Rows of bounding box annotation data
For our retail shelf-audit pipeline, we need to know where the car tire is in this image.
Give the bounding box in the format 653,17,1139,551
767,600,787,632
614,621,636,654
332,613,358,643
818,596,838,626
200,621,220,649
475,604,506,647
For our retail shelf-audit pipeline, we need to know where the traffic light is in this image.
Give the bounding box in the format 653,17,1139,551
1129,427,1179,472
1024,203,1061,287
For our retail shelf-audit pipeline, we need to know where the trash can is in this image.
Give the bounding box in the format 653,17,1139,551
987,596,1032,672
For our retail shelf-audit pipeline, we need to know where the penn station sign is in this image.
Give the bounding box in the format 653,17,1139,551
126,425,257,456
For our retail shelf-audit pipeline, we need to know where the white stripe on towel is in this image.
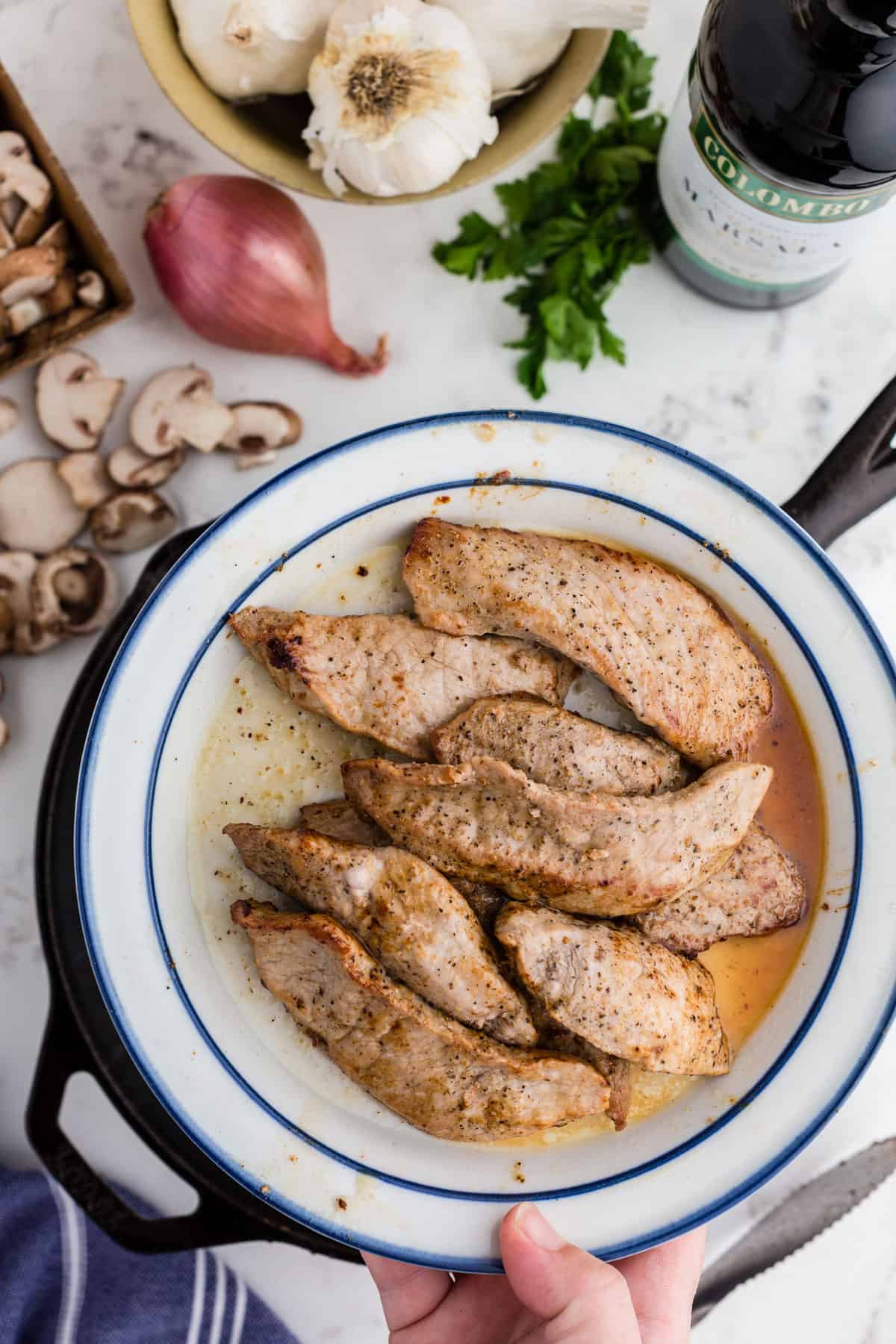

Written problem
Copy the records exactly, starting with the line that contains "sign is in this image." and continuing through the end of the records. Leave out any pictures.

The result
For our retail shelf-audit pipeline, we need to know where the penn station sign is in this image.
Give the bounding box in the format 653,17,1139,551
126,425,257,456
For our retail shelf-audit pipeline, we need to know where the white stripe on towel is in this image.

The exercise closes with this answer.